§ Цель задания: Пожалуйста, перепишите часть фрагмента о посольстве Карнеада и переименуйте в ней «Новой Академии» в «Древней Академии». Начните со слов «первом этапе оцениваемой» и остановитесь после слов «живом философском дискурсе.».

§ Цитируемый отрывок:
.....
Цицерон, Карнеад, De Re Publica, скептицизм, справедливость.
Короткий адрес: https://sciup.org/147234452
IDR: 147234452 | DOI: 10.25205/1995-4328-2021-15-2-844-855
Текст научной статьи «Против справедливости»: Цицерон как текстуальный источник и интерпретатор свидетельств о «философском посольстве» и скептических речах Карнеада
* Исследование выполнено при финансовой поддержке РФФИ в рамках научного проекта № 19-011-00349 «Скептическая традиция в античном платонизме». The reported study was funded by RFBR according to the research project № 19-011-00349 «Skeptical tradition in the ancient Platonism».
«Великое посольство» афинских философов в Рим в 155 г. во главе с Карне-адом во многом рассматривалось более поздними античными авторами как весьма значимое радикально-конфликтное столкновение двух культурномировоззренческих парадигм той эпохи – традиционного римского консерватизма, с одной стороны, и «новомодной» «греческой учености», на
ΣΧΟΛΗ Vol. 15. 2 (2021)
первом этапе оцениваемой ревнителями стародавних традиций не иначе как покушение на вековые устои славных предков. Настоящая статья призвана пролить свет на проблему текстов Цицерона как одного из ключевых свидетельств сведений об этой «пропагандистско-просветительской» миссии философов под предводительством тогдашнего лидера Новой Академии Карнеада, а также о текстах его не дошедших до наших дней речей, в первую очередь – знаменитой и во многом провокационной речи «против справедливости», сохранившейся в памяти потомков в качестве яркого примера демонстративно-нарочитого применения сократического метода в живом философском дискурсе.
Известно, что развитию философии в Риме во II в до н.э. долгое время препятствовала как официальная, так и неформальная политика римского нобилитета. Власть предержащие, в числе которых в первую очередь стоит отметить инициативного консерватора Катона Старшего, стремились искоренить «гнусные новшества» ( nova flagitia1), активно препятствуя популяризации и распространению в римском обществе достижений греческой культуры и науки (в первую очередь – философии и риторики). Крайне показателен в данном случае сохраненный Геллием текст сенатусконсульта 161 г. до н.э., с категорическим требованием изгнания из Рима риторов и философов.2
А потому, непродолжительный период пребывания в Риме трех выдающихся интеллектуалов той эпохи, представителя трех философских школ – упомянутых Цицероном академика Карнеада, стоика Диогена и перипатетика Критолая (Cic. De Orat. 2, 155), был воспринят римлянами-консерваторами вполне однозначно – как сугубо враждебная традиционным ценностям и идеалам миссия греческих философов, порождающая исключительно «брожение в умах» у голодной до интеллектуальных штудий, и потому весьма падкой на «модную греческую ученость» римской молодежи.
.....
[Записи набора данных]

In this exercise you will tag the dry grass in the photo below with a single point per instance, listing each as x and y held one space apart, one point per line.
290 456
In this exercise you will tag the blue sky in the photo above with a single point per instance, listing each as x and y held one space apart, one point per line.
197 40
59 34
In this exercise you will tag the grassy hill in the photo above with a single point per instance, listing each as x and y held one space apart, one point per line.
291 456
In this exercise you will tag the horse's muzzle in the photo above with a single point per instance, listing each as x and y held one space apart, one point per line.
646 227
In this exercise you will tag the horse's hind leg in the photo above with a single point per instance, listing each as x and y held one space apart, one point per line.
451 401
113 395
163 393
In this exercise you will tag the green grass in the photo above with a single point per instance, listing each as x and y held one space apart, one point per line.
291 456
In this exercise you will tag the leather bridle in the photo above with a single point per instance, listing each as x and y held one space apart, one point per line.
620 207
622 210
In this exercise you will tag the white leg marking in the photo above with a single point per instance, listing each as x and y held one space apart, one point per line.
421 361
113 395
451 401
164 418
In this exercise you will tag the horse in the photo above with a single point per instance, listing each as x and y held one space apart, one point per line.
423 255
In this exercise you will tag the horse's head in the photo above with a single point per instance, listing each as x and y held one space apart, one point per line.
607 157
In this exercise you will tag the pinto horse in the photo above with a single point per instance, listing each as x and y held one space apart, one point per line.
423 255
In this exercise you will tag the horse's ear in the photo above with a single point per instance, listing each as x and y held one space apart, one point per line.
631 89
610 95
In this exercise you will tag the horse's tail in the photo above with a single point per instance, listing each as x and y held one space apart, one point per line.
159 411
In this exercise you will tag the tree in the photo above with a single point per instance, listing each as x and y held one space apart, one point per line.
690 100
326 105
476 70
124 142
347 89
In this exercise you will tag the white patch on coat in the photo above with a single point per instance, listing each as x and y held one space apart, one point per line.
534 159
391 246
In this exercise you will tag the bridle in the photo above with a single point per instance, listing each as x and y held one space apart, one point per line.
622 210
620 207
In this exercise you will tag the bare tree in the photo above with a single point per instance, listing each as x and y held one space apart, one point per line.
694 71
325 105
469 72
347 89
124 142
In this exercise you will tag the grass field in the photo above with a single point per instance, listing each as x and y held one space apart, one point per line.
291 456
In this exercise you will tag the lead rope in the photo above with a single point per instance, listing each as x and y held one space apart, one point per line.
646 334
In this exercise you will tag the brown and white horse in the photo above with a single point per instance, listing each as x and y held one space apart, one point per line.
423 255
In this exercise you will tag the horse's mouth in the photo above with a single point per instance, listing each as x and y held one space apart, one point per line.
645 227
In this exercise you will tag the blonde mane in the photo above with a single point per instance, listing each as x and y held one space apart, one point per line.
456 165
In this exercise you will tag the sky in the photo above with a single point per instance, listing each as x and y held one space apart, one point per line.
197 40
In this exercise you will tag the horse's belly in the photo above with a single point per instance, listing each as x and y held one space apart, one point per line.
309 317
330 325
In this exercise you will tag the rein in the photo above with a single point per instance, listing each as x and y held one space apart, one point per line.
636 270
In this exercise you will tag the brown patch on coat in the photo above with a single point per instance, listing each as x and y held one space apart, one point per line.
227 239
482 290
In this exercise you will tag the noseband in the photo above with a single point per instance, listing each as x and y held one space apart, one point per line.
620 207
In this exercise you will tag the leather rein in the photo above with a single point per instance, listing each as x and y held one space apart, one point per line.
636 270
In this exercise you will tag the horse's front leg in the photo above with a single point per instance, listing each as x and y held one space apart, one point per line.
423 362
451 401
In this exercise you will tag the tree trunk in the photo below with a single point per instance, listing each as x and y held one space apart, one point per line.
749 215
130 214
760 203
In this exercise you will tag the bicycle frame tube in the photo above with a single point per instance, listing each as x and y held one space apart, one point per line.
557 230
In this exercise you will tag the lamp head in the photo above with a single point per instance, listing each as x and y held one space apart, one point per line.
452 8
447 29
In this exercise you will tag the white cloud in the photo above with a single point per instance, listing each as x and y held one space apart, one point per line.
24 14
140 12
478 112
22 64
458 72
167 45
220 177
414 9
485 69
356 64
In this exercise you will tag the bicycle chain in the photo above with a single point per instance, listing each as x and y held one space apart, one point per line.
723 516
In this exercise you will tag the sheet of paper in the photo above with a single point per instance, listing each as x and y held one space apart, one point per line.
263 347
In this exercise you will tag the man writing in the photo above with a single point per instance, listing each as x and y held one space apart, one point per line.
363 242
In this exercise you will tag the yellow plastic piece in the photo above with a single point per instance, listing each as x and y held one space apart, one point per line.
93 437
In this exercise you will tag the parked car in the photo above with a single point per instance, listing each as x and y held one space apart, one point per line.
.....
§ Ожидаемый ответ:
первом этапе оцениваемой ревнителями стародавних традиций не иначе как покушение на вековые устои славных предков. Настоящая статья призвана пролить свет на проблему текстов Цицерона как одного из ключевых свидетельств сведений об этой «пропагандистско-просветительской» миссии философов под предводительством тогдашнего лидера Древней Академии Карнеада, а также о текстах его не дошедших до наших дней речей, в первую очередь – знаменитой и во многом провокационной речи «против справедливости», сохранившейся в памяти потомков в качестве яркого примера демонстративно-нарочитого применения сократического метода в живом философском дискурсе.